But as DIYer, we wouldn't have to worry about this as we could purchase exactly what is to spec/regulations and know it's done correctly.


As far as the OP title, my biggest issue with roof mounted is the cleaning and general maintenance of the panels. It's extremely difficult to do that when they are mounted up in the air like that, and steeper pitched roofs make it even more dangerous. But not everyone has large plots of land they can install the panels at ground level and space is a premium.
 
If the breakers are DC rated and properly sized for the current loads, then they do just that. These DC breakers have arc wicking shields internally to pull the arc away from the two main contacts.
This is the bit in the installation vid 30:26 that made me spit my dummy out. This is the Solar E kit supplied and its a standard roller turret quarter turn selector switch. There is no way that should ever be used for live load disconnect, no arc quenching inside its design. Not like the MCBs you are referring to. Company like SE is negligent in supply this type for this position. All too easy for Average Joe to think its a power breaker. Do you agree?
Screenshot 2024-03-08 142658.png
 
@Korishan , just had some info from my neighbours on solar panels
One guy had some installed and within a month it became a heavily populated place for roosting pigeons. The became a terrible pest spreading their shite everywhere as they do and also creating an unpleasant pile along the edges where they roosted. He had his panels removed.

■ **GOAL**: Write the next part of the discussion about solar panel installation, picking up after its final sentence.

■ **DATA SECTION**:
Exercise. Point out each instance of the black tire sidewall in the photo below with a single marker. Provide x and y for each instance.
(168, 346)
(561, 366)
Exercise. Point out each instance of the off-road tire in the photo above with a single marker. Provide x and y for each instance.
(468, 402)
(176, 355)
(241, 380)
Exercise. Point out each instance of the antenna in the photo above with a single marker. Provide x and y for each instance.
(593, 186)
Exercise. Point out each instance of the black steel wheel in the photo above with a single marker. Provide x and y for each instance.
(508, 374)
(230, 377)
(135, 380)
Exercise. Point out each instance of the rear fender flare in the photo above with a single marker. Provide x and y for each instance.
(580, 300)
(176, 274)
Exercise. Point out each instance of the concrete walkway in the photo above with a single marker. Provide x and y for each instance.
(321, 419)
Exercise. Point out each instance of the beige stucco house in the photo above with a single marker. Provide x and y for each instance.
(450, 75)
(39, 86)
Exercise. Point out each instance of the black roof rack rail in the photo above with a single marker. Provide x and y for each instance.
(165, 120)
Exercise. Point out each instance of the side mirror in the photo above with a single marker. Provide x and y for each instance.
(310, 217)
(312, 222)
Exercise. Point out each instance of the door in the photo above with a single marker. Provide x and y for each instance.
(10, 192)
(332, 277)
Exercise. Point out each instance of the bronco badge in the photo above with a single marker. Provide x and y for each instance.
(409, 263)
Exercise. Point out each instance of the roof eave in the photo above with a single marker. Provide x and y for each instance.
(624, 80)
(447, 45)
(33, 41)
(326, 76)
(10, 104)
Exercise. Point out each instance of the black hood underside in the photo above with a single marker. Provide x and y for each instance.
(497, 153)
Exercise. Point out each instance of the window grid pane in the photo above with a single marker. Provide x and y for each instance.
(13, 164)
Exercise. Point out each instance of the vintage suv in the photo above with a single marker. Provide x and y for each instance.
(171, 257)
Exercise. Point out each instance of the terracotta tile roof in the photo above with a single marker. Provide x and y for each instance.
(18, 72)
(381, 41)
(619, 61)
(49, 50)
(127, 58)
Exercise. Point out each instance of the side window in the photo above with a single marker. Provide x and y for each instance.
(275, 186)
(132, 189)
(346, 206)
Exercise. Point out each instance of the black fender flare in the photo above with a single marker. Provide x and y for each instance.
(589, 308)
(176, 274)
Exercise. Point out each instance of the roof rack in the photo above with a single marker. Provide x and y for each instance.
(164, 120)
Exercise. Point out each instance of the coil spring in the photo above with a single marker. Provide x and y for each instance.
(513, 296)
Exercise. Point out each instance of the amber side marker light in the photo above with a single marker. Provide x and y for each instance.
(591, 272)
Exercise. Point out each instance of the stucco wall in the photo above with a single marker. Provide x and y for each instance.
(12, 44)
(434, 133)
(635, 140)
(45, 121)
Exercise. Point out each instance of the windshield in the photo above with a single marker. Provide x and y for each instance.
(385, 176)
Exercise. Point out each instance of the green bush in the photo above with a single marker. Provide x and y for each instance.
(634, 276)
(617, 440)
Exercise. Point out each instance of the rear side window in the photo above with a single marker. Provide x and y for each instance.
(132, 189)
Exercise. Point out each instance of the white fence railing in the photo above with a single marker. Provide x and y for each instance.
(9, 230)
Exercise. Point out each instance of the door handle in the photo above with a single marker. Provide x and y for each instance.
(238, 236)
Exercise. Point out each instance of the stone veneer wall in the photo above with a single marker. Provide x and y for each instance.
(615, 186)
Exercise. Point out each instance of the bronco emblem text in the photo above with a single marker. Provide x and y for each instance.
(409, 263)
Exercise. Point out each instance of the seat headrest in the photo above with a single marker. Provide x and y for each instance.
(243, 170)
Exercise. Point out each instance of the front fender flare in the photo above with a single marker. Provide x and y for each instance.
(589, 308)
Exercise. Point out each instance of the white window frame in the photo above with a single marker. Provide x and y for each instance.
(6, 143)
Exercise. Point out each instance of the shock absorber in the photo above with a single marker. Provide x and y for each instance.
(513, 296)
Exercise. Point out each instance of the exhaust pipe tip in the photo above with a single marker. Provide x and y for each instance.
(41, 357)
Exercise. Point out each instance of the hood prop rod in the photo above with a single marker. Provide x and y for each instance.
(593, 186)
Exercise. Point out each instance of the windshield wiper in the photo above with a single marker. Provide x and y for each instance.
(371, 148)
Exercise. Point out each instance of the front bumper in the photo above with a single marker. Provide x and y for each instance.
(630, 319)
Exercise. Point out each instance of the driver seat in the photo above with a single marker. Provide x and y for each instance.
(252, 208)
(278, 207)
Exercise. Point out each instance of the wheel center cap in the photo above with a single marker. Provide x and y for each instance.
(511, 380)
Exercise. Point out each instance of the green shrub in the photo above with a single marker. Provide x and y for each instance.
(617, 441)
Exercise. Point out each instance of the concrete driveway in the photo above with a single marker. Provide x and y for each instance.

■ **ANSWER TO THIS PROBLEM**:
Another, guy was sold a panel deal to resell power into the grid Utility, he quickly found that his output was nowhere near the claimed level and it would take 5-10 years before payback, plus the Utility kept manipulating the rates without notice or consent. He had those taken down and threatened the company with a misselling suit - he was a barrister - this was a Gov sponsored scheme quickly withdrawn. Another wanting to sell his house was advised to have them removed as it was an old system and would create a negative issue with a surveyer. Yet another guy had a set of panels installed on his Company work shed, large system, supposed to save him on his significant electric bill during the day. His accountant advised that his power intake no way justified the capital cost of installation. He vowed never to install any such kit on his other workshops through out the uk. He reckons his partner was sold on grossly inflated power generation prospects vs annual maintenance cleaning which took up any cost savings he might have made from his electric bill. We had a lot of scams like that here a few years back.
The biggest public scandal was Thurrock Council who speculated of a £5million Solar Farm development - some 200 miles way across country. The power figures were grossly exagerated as were the annual running costs, cleaning, land maintenance, grass cutting, hedges, fencing etc. The Council is now bankrupt and owes £1million + gambling with public money and is trying to sell the farm. The Developer is basking in Monaco on the proceeds of a large management fee he charged.

It seems you have matters much more tightly controlled across the pond and installations are inspected by a PE EE with additional training in solar systems 5star*****. Our system is rubbish by comparison.
 
This is all quite interesting (y) Actually, I never thought about the dangers of disconnecting the system under load, thanks for pointing that out. For me it's normal to switch everything off (in the right order) before doing maintenance, but it's not so obvious, you're right.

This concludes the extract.